*** Opening Text under study ***

§3 ch5: Working with Contracted Treatment Providers
5.4 CTS Referral Issues
Family members may view professional guidance and therapy with apprehension or fear. The Children’s Service Worker should help the family perceive this type of intervention as a positive way to improve family relationships and resolve conflict. Putting therapy in a punitive light will only make the family members feel angry, embarrassed, and resentful about participating.
The family should clearly understand the reasons for the referral and the objectives to be accomplished. When possible, the objectives should be stated in behaviorally specific terms and be measurable. This same information must be clear to the therapist.
It is also important that the therapist understand that the intervention of the Division is to bring families to minimally acceptable community standards. While it is important to give the therapist time to help the family resolve some of the problems and conflicts, the therapist should understand that the provision of services is time-limited.
If all family members are not willing to participate in family/group therapy, treatment should begin with one member or part of the family. Treatment may help those who are participating to resolve some issues and gradually encourage the reluctant family member to participate. Often, families begin to complain when sensitive issues arise and begin to be addressed. It is vital that the Children’s Service Worker encourage the family to continue the therapy.

*** Closing Text under study ***
*** Opening Extracted entries ***

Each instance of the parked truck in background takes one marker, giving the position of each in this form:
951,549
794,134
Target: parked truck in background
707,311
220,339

*** Closing Extracted entries ***

▸ **Assignment 1**
According to the section on referral issues, what is the aim of the Division's intervention that the therapist must understand?
▸ **Assignment 2**
Continue the section on referral issues with contracted treatment providers, starting after its last paragraph.

▸ **Task answer 1**
To bring families to minimally acceptable community standards.

▸ **Task answer 2**
The Children’s Service Worker should not arbitrarily refer all clients to the same therapist (unless this is the only resource). Workers should determine which provider best meets the family members' needs. He/She may ask the family members how they learn best. For example, do they learn best by talking, through demonstrations, viewing films, reading, participating in groups, or individually. This can help determine the best referral source and can assist the referral agency in planning the treatment. Other factors to consider are the therapist’s empathy for the client(s), a comfortable mix of personalities, the therapist’s ability to help with this particular set of problems, and the therapist’s availability.
Professional treatment may not be the immediate solution or cure-all. It may be helpful only in clarifying client feelings and helping the family find better ways to cope with problems. This may be the most lasting benefit of this type of intervention.